** start Data listing **

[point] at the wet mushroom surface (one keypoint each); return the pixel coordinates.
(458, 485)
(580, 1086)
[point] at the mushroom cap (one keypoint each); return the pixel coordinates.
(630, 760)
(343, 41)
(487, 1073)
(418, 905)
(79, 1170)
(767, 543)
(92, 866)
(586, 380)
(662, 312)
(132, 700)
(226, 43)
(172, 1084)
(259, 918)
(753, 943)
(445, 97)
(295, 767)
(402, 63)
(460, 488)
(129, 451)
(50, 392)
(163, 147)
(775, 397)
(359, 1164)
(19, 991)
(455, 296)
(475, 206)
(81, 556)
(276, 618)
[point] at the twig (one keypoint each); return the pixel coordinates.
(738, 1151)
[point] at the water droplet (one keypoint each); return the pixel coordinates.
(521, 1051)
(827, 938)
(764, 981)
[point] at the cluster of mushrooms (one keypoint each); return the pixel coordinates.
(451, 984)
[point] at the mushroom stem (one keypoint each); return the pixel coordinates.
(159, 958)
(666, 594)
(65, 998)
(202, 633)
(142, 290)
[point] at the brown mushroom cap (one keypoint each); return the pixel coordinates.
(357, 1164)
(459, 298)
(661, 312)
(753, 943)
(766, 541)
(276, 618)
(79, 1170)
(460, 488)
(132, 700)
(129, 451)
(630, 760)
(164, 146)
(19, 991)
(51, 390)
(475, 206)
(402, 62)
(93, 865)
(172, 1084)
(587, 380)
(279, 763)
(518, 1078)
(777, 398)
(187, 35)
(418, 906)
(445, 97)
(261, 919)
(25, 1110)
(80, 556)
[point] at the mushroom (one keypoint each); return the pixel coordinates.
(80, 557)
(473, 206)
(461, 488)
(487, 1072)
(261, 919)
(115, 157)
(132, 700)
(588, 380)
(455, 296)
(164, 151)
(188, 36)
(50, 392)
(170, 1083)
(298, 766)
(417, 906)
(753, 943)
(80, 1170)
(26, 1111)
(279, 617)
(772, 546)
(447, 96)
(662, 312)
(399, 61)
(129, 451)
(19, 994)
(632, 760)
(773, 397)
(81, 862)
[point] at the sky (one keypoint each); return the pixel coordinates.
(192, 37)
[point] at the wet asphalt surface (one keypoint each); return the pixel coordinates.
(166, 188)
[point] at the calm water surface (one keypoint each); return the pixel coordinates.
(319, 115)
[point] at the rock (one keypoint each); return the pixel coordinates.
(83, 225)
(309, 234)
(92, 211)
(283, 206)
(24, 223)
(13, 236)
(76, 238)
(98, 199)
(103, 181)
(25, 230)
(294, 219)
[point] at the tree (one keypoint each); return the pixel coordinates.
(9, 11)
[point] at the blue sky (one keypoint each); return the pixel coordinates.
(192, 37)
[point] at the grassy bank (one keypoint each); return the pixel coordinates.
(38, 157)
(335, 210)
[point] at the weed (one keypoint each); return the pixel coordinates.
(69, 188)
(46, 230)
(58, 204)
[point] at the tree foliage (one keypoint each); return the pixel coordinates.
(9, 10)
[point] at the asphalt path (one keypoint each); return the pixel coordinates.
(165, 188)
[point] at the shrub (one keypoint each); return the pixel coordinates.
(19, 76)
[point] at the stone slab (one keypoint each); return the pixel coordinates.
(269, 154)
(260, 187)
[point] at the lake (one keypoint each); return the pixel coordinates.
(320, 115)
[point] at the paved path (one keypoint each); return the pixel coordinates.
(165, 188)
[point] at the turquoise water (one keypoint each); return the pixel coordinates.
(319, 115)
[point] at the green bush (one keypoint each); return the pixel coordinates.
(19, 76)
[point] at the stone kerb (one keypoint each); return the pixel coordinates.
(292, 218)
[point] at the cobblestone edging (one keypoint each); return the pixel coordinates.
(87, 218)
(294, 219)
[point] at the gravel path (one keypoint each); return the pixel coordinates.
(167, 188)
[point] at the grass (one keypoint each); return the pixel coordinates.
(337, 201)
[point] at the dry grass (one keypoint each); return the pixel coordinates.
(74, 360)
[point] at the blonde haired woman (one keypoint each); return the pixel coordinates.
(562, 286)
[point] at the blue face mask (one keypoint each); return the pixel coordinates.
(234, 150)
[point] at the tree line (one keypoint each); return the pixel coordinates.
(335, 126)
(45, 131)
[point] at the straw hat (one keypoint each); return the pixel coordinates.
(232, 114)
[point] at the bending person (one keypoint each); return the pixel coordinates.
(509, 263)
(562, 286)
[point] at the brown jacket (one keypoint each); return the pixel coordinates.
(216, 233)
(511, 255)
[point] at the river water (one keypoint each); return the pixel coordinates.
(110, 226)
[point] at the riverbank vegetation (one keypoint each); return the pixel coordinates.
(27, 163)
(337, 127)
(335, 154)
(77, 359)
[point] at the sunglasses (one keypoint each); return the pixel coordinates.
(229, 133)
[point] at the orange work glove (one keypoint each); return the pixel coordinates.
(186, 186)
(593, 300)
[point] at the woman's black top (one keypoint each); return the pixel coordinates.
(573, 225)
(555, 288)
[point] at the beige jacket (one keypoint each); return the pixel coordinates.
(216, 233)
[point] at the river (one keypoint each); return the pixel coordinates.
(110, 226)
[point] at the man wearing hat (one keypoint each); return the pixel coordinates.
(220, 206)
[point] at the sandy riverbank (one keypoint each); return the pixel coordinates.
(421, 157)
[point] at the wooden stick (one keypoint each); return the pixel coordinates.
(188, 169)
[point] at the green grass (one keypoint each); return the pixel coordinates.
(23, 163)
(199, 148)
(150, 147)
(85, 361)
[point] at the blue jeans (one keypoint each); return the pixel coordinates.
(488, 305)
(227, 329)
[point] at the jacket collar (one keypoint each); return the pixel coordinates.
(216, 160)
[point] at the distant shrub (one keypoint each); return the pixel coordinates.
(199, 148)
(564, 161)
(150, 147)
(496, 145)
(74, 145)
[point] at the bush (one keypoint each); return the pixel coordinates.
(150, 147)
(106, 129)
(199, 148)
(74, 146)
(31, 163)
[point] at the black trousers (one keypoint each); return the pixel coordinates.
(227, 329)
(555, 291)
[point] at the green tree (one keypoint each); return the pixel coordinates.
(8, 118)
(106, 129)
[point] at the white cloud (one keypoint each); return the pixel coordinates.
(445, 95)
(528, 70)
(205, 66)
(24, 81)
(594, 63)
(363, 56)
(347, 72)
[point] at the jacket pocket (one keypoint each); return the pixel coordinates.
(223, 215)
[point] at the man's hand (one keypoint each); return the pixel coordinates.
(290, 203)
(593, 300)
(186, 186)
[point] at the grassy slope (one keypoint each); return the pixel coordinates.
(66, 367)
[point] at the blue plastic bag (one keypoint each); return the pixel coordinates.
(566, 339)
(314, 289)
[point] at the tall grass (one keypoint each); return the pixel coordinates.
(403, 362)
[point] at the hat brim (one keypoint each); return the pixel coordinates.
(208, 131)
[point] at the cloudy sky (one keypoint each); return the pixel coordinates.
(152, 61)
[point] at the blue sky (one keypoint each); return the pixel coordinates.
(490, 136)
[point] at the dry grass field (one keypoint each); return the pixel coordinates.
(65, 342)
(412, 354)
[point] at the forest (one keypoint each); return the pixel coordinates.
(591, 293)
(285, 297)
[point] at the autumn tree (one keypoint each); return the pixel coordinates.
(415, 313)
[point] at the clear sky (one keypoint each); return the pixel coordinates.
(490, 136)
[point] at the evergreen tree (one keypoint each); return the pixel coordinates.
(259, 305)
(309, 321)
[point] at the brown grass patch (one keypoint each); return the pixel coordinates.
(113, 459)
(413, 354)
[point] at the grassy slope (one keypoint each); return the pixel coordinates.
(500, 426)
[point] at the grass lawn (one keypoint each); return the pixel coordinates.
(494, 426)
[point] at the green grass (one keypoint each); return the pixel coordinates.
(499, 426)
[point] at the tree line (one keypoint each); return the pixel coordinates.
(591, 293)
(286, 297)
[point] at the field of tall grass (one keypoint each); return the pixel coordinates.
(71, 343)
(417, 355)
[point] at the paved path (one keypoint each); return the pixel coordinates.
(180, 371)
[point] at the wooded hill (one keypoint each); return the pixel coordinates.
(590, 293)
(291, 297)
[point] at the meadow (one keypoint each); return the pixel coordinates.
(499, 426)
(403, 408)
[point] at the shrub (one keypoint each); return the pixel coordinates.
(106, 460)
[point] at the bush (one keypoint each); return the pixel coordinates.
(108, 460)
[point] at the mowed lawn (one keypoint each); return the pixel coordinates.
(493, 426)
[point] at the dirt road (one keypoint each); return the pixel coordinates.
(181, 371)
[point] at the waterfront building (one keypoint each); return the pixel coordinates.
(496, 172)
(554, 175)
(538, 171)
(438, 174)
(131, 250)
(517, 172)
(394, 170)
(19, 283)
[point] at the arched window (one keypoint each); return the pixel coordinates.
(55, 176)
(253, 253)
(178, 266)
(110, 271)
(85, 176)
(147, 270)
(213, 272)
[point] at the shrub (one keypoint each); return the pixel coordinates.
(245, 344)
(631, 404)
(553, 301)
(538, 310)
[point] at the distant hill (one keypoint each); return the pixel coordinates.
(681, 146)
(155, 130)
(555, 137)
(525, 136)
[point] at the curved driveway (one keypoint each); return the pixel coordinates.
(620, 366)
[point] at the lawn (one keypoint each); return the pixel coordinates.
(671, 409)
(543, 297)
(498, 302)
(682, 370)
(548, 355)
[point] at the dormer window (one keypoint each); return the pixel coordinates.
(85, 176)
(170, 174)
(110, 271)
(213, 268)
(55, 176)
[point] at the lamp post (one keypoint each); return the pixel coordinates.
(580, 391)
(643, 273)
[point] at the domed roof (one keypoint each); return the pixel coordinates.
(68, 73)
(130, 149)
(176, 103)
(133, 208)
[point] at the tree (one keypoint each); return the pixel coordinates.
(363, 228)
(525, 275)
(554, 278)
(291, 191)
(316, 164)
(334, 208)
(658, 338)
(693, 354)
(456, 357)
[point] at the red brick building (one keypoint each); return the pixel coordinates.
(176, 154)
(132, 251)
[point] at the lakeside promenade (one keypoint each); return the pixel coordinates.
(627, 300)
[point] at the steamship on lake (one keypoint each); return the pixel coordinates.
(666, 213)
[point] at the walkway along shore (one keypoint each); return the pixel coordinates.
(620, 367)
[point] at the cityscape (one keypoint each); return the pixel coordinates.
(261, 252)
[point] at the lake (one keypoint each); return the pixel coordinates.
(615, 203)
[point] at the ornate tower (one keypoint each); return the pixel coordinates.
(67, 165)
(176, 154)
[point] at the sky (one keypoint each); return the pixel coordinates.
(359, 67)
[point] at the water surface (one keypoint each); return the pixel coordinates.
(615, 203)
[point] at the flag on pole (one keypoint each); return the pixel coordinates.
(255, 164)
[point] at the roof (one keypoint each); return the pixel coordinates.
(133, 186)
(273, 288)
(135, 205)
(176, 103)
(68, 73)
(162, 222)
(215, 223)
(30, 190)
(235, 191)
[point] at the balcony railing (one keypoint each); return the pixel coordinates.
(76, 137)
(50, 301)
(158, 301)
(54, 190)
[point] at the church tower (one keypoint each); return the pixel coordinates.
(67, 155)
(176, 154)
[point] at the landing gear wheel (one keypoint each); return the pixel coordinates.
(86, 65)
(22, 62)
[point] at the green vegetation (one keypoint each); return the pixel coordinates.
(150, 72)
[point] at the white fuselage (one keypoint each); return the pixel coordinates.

** end Data listing **

_Problem details:_ Set down exactly what runs from the line with "[point] at the water surface" to the last line of the data above, including both of those lines and no others.

_Solved problem:_
[point] at the water surface (one keypoint each); return the pixel coordinates.
(615, 203)
[point] at the flag on pole (one keypoint each); return the pixel coordinates.
(255, 164)
[point] at the roof (one keypoint each); return the pixel coordinates.
(133, 186)
(273, 288)
(135, 205)
(176, 103)
(68, 73)
(162, 222)
(215, 223)
(30, 190)
(235, 191)
[point] at the balcony railing (one keypoint each); return the pixel coordinates.
(76, 137)
(50, 301)
(158, 301)
(54, 190)
[point] at the church tower (one keypoint each); return the pixel coordinates.
(67, 155)
(176, 154)
[point] at the landing gear wheel (one keypoint each); return the pixel coordinates.
(86, 65)
(22, 62)
[point] at the green vegetation (one keypoint each); return the pixel coordinates.
(150, 72)
[point] at the white fuselage (one keypoint each); return the pixel coordinates.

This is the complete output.